▶ Problem description: Can you print the Henry Walter Bates profile below in full, word for word?

▶ Source extract:
Henry Walter Bates | |
---|---|
Born | |
Died | 16 February 1892 | (aged 67)
Resting place | East Finchley Cemetery, London |
Known for | Amazon voyage Batesian mimicry |
Spouse | Sarah Ann Mason |
Awards | President of the Entomological Society of London, fellow of the Linnaean Society, and of the Royal Society |
Scientific career | |
Fields | Mimicry, natural history, geography |
Institutions | Royal Geographical Society, London |
Henry Walter Bates FRS FLS FGS (8 February 1825 in Leicester – 16 February 1892 in London) was an English naturalist and explorer who gave the first scientific account of mimicry in animals. He was most famous for his expedition to the rainforests of the Amazon with Alfred Russel Wallace, starting in 1848. Wallace returned in 1852, but lost his collection on the return voyage when his ship caught fire. When Bates arrived home in 1859 after a full eleven years, he had sent back over 14,712 species (mostly of insects) of which 8,000 were (according to Bates, but see Van Wyhe[1]) new to science.[2] Bates wrote up his findings in his best-known work, The Naturalist on the River Amazons.

▶ Data for analysis:
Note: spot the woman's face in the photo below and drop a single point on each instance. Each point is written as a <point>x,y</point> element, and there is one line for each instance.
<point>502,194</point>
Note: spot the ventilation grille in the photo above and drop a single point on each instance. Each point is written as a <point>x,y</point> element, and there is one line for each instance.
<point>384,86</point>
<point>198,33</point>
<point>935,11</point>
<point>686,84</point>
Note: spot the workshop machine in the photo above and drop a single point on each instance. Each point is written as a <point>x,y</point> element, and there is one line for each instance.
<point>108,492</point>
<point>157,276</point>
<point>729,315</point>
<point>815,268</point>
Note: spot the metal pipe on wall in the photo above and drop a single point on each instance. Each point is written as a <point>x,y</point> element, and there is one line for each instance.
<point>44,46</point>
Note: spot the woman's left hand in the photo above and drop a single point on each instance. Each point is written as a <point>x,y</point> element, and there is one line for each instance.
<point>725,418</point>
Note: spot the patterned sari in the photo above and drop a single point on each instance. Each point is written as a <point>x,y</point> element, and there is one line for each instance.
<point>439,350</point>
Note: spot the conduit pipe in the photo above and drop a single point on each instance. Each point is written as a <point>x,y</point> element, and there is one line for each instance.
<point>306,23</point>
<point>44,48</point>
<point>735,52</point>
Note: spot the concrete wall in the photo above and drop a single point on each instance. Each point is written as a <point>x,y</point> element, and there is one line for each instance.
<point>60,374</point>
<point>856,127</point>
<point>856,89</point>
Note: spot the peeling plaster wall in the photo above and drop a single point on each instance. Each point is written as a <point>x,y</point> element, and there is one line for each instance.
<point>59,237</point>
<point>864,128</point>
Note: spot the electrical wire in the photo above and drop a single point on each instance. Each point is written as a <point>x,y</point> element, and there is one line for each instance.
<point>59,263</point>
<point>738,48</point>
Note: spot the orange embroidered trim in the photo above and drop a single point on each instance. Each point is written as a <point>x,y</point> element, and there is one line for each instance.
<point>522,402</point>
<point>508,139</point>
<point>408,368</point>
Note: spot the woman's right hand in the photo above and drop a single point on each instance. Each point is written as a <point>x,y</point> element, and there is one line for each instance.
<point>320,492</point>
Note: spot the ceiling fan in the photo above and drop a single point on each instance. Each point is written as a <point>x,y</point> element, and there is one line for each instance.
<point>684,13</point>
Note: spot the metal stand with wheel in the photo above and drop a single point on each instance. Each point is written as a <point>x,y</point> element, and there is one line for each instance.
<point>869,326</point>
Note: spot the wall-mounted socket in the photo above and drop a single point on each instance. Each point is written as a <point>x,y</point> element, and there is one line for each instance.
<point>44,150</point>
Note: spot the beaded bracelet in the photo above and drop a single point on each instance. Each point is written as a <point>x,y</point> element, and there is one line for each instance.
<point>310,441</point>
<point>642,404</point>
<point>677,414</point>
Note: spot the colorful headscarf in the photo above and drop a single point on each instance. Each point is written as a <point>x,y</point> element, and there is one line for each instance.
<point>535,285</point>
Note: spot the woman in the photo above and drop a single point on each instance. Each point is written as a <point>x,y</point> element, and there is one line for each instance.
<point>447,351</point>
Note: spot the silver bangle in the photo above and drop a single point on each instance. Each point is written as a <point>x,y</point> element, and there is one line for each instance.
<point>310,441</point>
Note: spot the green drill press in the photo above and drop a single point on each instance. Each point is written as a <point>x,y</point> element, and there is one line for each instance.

▶ Your solution:
Henry Walter Bates | |
---|---|
Born | |
Died | 16 February 1892 | (aged 67)
Resting place | East Finchley Cemetery, London |
Known for | Amazon voyage Batesian mimicry |
Spouse | Sarah Ann Mason |
Awards | President of the Entomological Society of London, fellow of the Linnaean Society, and of the Royal Society |
Scientific career | |
Fields | Mimicry, natural history, geography |
Institutions | Royal Geographical Society, London |
Henry Walter Bates FRS FLS FGS (8 February 1825 in Leicester – 16 February 1892 in London) was an English naturalist and explorer who gave the first scientific account of mimicry in animals. He was most famous for his expedition to the rainforests of the Amazon with Alfred Russel Wallace, starting in 1848. Wallace returned in 1852, but lost his collection on the return voyage when his ship caught fire. When Bates arrived home in 1859 after a full eleven years, he had sent back over 14,712 species (mostly of insects) of which 8,000 were (according to Bates, but see Van Wyhe[1]) new to science.[2] Bates wrote up his findings in his best-known work, The Naturalist on the River Amazons.